### WORKING DATA
#####
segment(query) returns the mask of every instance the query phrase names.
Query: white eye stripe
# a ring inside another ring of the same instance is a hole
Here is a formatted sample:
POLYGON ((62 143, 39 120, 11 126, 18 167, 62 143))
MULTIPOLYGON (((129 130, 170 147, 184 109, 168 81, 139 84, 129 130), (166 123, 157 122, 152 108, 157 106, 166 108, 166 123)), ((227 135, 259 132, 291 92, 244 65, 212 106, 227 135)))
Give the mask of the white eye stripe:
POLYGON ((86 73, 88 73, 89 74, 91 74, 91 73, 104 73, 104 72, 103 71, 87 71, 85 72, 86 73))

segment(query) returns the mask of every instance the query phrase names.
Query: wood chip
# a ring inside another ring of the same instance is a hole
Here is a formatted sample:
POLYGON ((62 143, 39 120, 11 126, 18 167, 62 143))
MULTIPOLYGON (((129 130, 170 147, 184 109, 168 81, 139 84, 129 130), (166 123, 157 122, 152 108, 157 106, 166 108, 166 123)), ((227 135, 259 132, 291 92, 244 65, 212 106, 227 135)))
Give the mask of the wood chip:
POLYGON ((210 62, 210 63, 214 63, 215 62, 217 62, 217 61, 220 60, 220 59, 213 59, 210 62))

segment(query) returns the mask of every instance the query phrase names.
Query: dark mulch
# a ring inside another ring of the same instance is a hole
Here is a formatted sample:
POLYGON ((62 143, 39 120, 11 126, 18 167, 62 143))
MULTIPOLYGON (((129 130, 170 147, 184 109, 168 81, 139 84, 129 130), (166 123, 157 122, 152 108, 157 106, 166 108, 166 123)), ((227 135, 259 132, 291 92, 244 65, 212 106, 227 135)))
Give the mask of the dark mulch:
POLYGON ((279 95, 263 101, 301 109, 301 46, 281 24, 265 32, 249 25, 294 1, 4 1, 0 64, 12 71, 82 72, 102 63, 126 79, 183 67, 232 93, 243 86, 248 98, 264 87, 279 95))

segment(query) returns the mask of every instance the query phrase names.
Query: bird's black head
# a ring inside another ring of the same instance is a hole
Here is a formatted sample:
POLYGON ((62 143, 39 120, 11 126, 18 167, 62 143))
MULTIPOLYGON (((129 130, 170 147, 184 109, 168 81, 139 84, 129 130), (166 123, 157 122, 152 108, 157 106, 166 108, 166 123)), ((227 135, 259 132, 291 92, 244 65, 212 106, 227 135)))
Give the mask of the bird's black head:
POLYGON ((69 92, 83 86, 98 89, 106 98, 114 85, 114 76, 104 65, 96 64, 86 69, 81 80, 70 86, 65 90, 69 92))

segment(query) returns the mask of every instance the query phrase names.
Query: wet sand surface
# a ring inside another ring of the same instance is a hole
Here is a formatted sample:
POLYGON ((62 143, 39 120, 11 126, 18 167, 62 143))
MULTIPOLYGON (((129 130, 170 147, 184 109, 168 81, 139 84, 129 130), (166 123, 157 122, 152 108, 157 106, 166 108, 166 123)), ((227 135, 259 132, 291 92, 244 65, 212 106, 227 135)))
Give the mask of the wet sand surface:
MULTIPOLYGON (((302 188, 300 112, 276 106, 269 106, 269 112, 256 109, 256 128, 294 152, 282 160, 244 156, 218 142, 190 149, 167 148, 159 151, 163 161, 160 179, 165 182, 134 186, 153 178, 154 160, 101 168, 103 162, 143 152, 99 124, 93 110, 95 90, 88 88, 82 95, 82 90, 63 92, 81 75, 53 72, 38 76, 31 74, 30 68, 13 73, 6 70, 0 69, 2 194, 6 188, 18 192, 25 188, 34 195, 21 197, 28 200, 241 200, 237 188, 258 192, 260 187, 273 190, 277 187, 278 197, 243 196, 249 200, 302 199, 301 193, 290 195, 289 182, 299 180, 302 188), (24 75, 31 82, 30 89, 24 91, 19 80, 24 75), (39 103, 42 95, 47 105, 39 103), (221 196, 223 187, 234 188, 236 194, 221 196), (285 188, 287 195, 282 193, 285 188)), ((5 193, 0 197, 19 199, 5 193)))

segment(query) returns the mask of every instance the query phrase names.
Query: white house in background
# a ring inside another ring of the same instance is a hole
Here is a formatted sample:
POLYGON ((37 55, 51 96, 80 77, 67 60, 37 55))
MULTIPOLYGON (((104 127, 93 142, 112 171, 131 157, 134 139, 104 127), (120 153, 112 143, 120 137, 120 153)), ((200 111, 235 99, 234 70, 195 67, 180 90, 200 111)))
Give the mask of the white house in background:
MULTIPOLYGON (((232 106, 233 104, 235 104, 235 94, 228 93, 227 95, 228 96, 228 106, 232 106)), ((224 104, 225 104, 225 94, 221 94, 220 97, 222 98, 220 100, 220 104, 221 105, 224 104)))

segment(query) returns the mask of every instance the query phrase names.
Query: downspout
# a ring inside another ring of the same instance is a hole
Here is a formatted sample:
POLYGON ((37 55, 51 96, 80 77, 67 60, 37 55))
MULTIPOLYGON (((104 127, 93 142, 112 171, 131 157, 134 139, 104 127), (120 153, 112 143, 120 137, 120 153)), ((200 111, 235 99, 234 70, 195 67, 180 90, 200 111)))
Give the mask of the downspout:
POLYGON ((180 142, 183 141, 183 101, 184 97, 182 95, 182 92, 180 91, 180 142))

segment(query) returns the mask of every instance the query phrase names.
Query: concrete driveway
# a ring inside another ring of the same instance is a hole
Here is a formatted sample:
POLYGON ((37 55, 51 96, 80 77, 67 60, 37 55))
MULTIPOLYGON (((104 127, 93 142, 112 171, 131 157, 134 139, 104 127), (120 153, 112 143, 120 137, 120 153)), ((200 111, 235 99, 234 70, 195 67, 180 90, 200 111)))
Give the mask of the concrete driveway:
#####
### WHAT IS BEING ASKED
Count the lines in the items above that contain the string "dark", matching case exactly, and reply with that number alone.

### SOLUTION TO THIS TASK
2